--- START Extracted material ---
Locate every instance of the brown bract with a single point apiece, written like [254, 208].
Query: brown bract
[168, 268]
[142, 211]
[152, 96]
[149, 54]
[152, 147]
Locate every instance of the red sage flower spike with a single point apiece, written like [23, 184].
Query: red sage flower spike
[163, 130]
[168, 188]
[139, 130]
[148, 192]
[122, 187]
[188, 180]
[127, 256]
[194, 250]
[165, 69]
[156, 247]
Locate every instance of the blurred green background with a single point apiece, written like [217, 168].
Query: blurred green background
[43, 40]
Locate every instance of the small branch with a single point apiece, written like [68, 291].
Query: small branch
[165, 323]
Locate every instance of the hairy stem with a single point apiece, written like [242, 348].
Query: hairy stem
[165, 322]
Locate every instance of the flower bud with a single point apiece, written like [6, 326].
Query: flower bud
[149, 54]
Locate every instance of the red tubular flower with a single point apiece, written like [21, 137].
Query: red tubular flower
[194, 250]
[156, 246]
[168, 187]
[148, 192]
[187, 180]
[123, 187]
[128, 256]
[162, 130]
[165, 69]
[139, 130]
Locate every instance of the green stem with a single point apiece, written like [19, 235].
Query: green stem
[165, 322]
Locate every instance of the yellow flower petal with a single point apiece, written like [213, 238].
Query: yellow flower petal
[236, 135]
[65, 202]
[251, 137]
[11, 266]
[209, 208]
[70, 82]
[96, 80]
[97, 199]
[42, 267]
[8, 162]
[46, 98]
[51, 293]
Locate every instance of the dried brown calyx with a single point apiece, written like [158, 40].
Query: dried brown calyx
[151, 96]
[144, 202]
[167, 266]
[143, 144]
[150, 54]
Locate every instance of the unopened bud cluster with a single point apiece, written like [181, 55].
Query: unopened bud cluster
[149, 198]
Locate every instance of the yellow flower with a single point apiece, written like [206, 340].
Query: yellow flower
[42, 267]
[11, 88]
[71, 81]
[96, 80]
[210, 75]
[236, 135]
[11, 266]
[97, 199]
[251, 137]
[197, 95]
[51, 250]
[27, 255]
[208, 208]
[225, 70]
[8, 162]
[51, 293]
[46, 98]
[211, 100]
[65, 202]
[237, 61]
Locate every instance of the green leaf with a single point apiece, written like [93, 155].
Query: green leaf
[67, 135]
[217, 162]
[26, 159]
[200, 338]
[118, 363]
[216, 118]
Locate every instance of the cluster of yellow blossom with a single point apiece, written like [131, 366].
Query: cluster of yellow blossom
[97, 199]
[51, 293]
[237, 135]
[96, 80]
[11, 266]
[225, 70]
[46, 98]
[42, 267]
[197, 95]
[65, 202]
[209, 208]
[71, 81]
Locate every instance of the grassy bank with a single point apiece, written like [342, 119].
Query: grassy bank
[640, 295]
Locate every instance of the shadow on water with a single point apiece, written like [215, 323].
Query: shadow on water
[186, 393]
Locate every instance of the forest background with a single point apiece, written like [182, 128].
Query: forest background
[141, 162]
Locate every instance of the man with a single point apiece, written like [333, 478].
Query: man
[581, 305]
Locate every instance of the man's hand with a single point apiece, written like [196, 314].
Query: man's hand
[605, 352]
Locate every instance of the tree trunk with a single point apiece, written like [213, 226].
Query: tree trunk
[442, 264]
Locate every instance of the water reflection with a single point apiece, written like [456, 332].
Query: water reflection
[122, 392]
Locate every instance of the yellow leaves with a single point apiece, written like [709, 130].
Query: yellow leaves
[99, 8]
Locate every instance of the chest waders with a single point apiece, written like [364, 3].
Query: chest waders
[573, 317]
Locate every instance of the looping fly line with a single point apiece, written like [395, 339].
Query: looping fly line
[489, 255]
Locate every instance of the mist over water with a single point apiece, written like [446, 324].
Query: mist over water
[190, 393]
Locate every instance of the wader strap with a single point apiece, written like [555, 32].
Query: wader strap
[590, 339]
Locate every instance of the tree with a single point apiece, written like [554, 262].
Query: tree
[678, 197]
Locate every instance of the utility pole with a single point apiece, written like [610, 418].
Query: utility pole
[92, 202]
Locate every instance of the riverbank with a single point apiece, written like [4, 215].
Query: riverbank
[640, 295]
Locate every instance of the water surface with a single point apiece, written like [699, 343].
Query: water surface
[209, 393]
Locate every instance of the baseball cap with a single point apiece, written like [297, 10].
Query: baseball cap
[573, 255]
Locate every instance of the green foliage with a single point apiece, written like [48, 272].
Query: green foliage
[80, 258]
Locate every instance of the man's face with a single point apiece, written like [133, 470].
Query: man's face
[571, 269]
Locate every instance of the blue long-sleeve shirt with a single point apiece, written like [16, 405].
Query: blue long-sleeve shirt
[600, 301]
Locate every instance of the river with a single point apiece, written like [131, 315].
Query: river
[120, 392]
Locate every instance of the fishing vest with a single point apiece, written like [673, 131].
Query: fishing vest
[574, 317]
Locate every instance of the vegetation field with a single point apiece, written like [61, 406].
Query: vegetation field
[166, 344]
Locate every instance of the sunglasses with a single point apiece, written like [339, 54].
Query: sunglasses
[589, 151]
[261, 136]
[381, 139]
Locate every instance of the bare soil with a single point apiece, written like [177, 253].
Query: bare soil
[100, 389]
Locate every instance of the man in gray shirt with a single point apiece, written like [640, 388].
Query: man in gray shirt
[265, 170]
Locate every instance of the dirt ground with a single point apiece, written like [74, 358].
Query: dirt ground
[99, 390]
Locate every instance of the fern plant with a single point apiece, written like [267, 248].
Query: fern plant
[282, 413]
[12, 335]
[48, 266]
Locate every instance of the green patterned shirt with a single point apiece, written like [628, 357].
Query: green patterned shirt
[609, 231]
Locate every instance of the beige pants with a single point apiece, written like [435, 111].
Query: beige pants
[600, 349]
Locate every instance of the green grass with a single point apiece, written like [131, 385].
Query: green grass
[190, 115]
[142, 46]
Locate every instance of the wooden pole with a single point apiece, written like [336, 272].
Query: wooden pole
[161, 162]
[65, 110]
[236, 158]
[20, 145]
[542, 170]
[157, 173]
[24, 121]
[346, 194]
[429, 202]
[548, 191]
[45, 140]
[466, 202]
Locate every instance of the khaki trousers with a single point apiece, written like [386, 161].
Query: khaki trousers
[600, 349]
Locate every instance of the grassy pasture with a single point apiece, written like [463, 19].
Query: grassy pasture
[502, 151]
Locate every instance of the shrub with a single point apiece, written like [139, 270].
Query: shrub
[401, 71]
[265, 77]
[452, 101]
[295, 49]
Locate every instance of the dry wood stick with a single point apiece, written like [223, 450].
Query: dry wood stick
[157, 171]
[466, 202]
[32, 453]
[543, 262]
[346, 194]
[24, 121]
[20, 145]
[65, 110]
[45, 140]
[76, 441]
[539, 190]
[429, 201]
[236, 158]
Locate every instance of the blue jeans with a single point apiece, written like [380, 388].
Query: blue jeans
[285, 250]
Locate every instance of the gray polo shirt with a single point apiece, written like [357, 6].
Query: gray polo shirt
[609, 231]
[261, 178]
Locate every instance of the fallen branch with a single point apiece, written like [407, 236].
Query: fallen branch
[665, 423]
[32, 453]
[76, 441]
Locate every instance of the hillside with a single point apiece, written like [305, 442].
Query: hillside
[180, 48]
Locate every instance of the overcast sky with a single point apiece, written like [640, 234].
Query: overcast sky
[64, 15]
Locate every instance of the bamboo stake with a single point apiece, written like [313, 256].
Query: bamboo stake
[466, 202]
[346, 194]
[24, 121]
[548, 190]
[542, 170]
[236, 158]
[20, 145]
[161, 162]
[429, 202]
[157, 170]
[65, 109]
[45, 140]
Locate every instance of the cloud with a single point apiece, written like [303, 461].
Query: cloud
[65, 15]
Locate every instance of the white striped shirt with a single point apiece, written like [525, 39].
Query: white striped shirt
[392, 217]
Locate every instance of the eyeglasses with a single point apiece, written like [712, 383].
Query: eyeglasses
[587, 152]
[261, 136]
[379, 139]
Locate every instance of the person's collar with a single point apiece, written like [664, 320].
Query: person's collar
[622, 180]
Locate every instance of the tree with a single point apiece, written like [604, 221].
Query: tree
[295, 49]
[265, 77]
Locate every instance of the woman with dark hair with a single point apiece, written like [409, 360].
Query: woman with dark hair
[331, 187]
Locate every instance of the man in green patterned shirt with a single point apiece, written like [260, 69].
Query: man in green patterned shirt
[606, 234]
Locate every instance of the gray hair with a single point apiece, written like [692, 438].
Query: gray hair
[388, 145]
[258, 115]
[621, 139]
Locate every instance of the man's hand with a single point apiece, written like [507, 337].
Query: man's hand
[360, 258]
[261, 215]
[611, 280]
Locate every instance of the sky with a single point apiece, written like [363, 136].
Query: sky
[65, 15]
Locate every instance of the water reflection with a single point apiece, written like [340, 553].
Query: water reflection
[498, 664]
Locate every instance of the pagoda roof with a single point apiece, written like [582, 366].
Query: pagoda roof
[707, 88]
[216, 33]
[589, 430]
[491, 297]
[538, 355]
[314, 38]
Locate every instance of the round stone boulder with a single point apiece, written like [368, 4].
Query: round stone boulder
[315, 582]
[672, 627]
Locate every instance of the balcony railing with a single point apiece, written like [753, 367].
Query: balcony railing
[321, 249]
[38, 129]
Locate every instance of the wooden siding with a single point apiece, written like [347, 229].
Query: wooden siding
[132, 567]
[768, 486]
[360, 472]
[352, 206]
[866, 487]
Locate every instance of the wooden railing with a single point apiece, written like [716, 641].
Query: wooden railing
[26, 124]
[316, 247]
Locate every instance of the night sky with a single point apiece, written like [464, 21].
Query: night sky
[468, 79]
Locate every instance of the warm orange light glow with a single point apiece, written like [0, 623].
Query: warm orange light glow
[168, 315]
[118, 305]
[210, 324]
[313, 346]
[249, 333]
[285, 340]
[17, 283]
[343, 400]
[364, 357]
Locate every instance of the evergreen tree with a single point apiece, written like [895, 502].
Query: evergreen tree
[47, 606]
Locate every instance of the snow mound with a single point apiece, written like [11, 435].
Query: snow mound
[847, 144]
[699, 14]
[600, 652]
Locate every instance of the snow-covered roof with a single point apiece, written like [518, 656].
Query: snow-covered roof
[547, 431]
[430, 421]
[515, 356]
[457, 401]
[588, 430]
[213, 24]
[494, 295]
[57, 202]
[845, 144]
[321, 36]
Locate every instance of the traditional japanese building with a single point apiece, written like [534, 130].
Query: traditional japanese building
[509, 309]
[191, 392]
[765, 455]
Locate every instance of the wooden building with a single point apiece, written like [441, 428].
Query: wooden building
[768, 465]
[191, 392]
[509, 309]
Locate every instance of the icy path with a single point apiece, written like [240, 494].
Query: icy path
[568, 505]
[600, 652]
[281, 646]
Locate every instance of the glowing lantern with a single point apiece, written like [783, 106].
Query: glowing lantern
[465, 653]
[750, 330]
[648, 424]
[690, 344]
--- END Extracted material ---
→ **Set exercise**: Put the part of the records that opens with the line containing "Locate every instance of the wooden building" and runs through the end of the records into a two-column CSV headed text and answer. Give one row per item, each field quoted, with line breaks turned into spaces.

→ **Result of the exercise**:
text,answer
"Locate every instance of the wooden building with a single point apiece, written like [441, 428]. Query: wooden building","[768, 465] [191, 392] [509, 309]"
"Locate every instance of the icy path with a single point apiece, written like [240, 494]. Query: icy path","[568, 505] [600, 652] [281, 646]"
"Locate every instance of the glowing lantern with a single point apiece, written like [783, 106]. Query: glowing lantern","[465, 653] [750, 330] [648, 424] [690, 344]"